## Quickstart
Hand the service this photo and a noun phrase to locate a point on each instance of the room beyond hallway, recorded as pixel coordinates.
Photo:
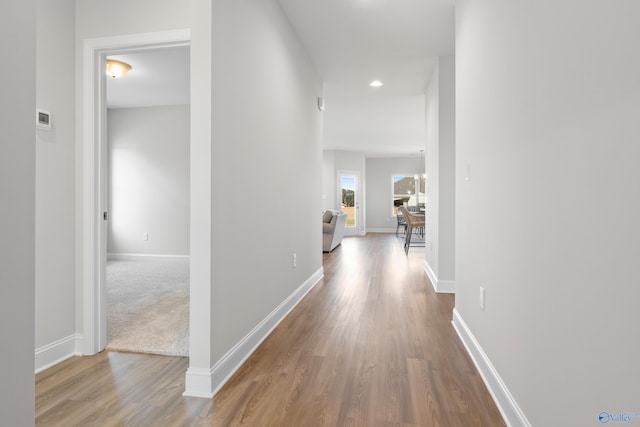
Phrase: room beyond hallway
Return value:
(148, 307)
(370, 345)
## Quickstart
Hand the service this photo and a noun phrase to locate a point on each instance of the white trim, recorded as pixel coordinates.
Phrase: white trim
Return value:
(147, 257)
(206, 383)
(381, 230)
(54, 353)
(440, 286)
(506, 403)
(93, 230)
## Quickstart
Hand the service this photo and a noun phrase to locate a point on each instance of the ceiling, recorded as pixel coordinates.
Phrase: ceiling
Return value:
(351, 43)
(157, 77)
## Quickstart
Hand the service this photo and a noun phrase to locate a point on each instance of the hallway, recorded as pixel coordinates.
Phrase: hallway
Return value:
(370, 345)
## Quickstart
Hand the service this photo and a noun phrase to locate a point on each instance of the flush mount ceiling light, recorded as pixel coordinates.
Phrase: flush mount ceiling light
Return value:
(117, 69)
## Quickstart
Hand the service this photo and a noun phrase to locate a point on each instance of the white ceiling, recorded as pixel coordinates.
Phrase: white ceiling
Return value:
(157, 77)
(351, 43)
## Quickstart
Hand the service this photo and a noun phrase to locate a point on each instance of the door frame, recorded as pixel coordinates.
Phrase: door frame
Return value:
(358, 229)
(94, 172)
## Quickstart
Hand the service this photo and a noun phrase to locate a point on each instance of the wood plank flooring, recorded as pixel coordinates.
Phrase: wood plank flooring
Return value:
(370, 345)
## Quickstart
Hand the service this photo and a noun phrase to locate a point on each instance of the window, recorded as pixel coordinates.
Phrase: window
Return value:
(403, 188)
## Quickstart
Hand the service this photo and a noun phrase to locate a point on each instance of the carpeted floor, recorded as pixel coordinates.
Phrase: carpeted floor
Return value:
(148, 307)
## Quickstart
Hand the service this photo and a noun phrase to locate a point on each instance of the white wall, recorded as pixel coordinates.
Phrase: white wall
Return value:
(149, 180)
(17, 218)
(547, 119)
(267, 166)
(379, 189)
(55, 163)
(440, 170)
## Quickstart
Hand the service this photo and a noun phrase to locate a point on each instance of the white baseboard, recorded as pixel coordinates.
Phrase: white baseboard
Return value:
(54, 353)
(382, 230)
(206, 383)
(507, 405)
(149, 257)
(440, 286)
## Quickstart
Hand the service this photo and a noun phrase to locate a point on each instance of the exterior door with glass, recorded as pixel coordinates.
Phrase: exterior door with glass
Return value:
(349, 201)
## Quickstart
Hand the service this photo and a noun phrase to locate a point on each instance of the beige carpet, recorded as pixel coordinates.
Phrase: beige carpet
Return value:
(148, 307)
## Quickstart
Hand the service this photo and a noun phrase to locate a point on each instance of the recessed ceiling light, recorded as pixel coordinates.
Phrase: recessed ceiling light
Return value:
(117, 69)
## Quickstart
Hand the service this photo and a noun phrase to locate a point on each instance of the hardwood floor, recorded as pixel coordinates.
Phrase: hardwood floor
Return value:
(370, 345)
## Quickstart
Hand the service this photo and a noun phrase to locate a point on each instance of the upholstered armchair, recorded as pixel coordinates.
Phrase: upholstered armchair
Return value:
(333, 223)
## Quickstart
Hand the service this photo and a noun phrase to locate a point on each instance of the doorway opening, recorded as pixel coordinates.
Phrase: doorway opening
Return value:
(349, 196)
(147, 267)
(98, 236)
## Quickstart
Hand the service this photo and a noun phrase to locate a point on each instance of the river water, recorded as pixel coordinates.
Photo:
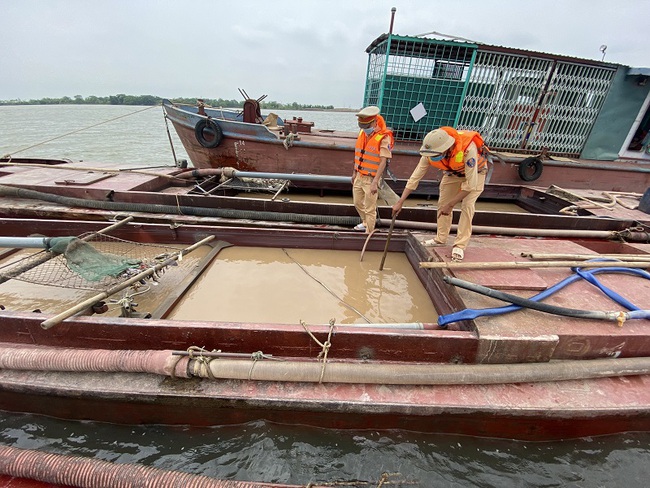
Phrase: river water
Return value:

:: What is being asked ::
This task calls for an exact copy of the data above, without pictures.

:: Answer to this problem ::
## Quickstart
Hand the service this photo and a noun phrase to locate a point on each instance of the room beyond hallway, recorded as pixel coordinates.
Photo:
Phrase: room beyond hallway
Return value:
(148, 307)
(370, 345)
## Quickstart
Hand the service this photo and a noun phrase to locate a point on each instance of the white trim, recorded as pixel coordinates.
Phrase: white trim
Return value:
(147, 257)
(206, 383)
(381, 230)
(54, 353)
(440, 286)
(506, 403)
(93, 230)
## Quickstart
Hand the service this photo and a noun phrase to locate a point on each instance of the ceiling, recorded as pixel coordinates.
Phrase: ceiling
Return value:
(351, 43)
(157, 77)
## Quickstart
Hand the service this photo and a noun phrase to locate a point on each instance of the hallway, recorded as pixel coordinates.
Phrase: hallway
Return value:
(370, 345)
## Quickstart
Hand the service this photo and a noun phrase to locate a point on each instance of the flush mount ceiling light, recorded as pixel coordinates.
Phrase: flush mount ceiling light
Return value:
(117, 69)
## Quickstart
Hand the service this photo and a noun phrase to locate a point on each instance of the white ceiling, recorded as pixel coordinates.
Phrase: white ceiling
Return value:
(157, 77)
(351, 43)
## Quickstart
Hand the service this photo and a noun phrase to locate a point on each instance of the door frame, recorded as pixel coordinates.
Phrase: door frame
Return value:
(358, 229)
(94, 172)
## Quickstart
Hand the service this photo and a noun phrase to locate a point on each instance of the wood plank flooring, recorded as pixel coordinates.
Phrase: wood plank flooring
Return value:
(370, 345)
## Quickstart
Hand the service this photo and a noun phrase to locate a point on each instance of the window, recorded as pixel coordinates.
Phrase: window
Return value:
(403, 188)
## Quickstart
Hand the service this photo and a noun phrase to locate a point on each instance of the carpeted floor, recorded as pixel coordinates.
Phrase: carpeted floor
Return value:
(148, 307)
## Quickstart
Hand the service this photo and a noun phrase to locate a point on each instance of the white wall, recorded as pixel coordinates.
Phrase: white wall
Return value:
(149, 180)
(17, 218)
(547, 119)
(267, 166)
(379, 189)
(55, 163)
(440, 170)
## Quickstart
Hand the service this photo and a noun phrase to locate a point on each instance of the white baseboard, recorded as pixel coordinates.
Phrase: white baseboard
Return value:
(54, 353)
(382, 230)
(206, 383)
(507, 405)
(149, 257)
(440, 286)
## Quickstart
Hand the service this photo and a noun phrase to locate a point on each instance of the exterior door with glass, recorded as pixel coordinates.
Phrase: exterior door with glass
Return value:
(349, 201)
## Quickstart
Hand the service this photo and a noun phrase to locate a point on each instance of the beige carpet, recorded as pixel coordinates.
Phrase: beige carpet
Return value:
(148, 307)
## Quickstart
Hand the service this photo and a noun phrase to locate a point on each instance of the recessed ceiling light, recorded as pixel coordinates.
Phrase: recessed ceiling light
Return value:
(117, 69)
## Quickstart
Hand the service this photo and a noun phrase to locate a point on each instance of the hardwood floor, recorded as pixel coordinates.
Phrase: hardwood floor
Return value:
(370, 345)
## Quickstart
Hand the service this photo and a noun phrase to locate a point on each instance of the upholstered armchair, recorded as pixel coordinates.
Phrase: upholstered armchair
Return value:
(333, 223)
## Quickstart
Hand the service this photo and a noun phrase to locate a point on each instance of the doorway opening, recorded as pixel coordinates.
Phrase: doorway opening
Return value:
(349, 196)
(147, 267)
(98, 236)
## Quickstart
Hand the service this photo and a noun phrase to locate a point on each instance of the river water, recorded as pixel coordinates.
Photo:
Phrase: river water
Return value:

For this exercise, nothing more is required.